■ **PROVIDED TEXT**:
_ _ _
Contatto di riferimento: Prof. Luca Cristofolini
About the speakers
Dr. Gianluca Tozzi is a Senior Lecturer in Mechanical Engineering at the University of Portsmouth since 2015. Formerly, he worked at the University of Portsmouth as a Lecturer (2013-2015) and Research Associate in Biomechanics (2012-2013). He received a PhD in Orthopaedic Biomechanics in 2012 from the University of Portsmouth, and a MSc in Mechanical Engineering in 2008 from the University of Bologna.
His research interest include 3D/4D microCT imaging and digital image/volume correlation (DIC/DVC) of bone, biomaterials and in particular their integration in vitro/ex vivo. Since 2010 he contributed to the production of over 20 papers (15 published on peer-reviewed international journals). He is serving as a reviewer for the main journals in the field of biomechanics and biomaterials. He sits on the Scientific and Technical Committee (SaTCo) of the British Society for Strain Measurement (BSSM) and he is also a member of the European Society of Biomechanics (ESB) and Institute of Physics and Engineering in Medicine (IPEM).
_ _ _
■ **DATA**:
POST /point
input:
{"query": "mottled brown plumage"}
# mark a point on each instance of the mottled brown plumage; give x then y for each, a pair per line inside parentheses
_ _ _
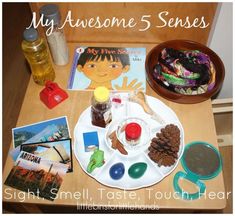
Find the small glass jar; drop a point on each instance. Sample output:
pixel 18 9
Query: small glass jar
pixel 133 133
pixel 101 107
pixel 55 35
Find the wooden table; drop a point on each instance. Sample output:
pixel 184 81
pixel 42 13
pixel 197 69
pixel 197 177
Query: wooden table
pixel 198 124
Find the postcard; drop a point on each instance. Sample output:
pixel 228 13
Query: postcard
_ _ _
Answer these questions from the speaker profile.
(a) In what year and from which university did Gianluca Tozzi receive his MSc in Mechanical Engineering?
(b) What position did he hold at the University of Portsmouth from 2012 to 2013?
(c) Which society's Scientific and Technical Committee does he sit on?

■ **ANSWER BOX**:
(a) 2008, from the University of Bologna.
(b) Research Associate in Biomechanics.
(c) The British Society for Strain Measurement (BSSM).